Report each line of the listing below that contains the word "green", copying every such line in full.

═════ The records ═════

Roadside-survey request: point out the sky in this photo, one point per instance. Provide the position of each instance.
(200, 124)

═════
═════ The records ═════

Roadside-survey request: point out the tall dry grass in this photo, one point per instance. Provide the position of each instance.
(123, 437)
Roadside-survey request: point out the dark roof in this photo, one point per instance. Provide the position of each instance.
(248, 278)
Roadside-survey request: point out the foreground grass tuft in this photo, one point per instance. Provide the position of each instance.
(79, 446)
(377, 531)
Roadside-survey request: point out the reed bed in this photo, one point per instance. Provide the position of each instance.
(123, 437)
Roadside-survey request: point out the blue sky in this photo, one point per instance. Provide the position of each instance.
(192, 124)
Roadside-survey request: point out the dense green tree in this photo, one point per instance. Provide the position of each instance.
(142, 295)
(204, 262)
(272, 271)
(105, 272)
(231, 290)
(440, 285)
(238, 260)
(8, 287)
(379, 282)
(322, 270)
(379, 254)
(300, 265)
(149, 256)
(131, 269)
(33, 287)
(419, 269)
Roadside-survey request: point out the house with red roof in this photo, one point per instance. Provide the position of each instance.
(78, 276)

═════
═════ The records ═════

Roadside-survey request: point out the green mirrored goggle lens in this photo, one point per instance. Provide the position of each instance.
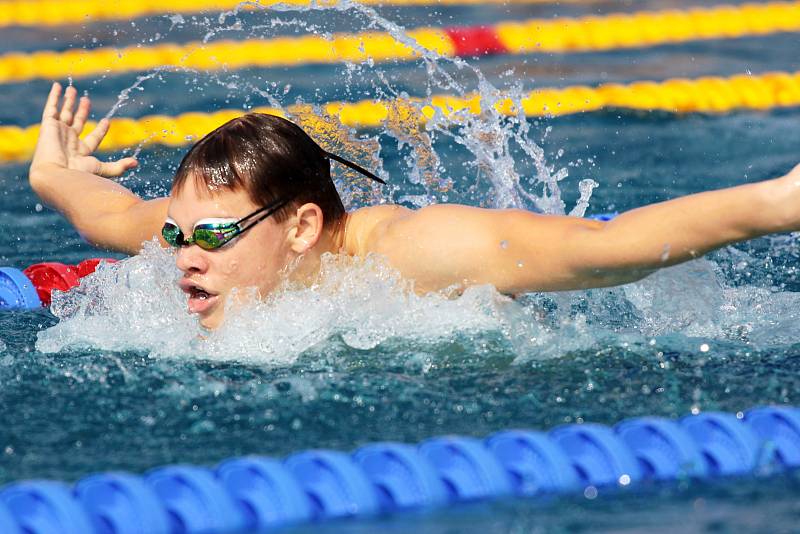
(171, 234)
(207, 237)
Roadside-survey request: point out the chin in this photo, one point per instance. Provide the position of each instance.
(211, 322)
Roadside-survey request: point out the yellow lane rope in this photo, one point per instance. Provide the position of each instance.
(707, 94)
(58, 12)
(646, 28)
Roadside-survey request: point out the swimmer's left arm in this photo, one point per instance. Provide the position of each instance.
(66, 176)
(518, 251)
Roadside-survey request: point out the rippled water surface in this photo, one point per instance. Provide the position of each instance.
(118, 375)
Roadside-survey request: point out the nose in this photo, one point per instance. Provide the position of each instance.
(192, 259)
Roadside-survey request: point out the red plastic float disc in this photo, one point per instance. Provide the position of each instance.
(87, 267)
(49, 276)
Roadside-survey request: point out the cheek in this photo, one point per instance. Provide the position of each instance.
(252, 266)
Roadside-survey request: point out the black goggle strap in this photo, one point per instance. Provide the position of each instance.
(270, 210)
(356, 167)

═════

- **Written solution**:
Roadside-survey request: point out the dense green tree in this photo, one point per instance. Provide the position of each instance.
Roadside-survey request: point out the green mirrored goggle lens in this photo, one point per instance. Provide the position of each instance.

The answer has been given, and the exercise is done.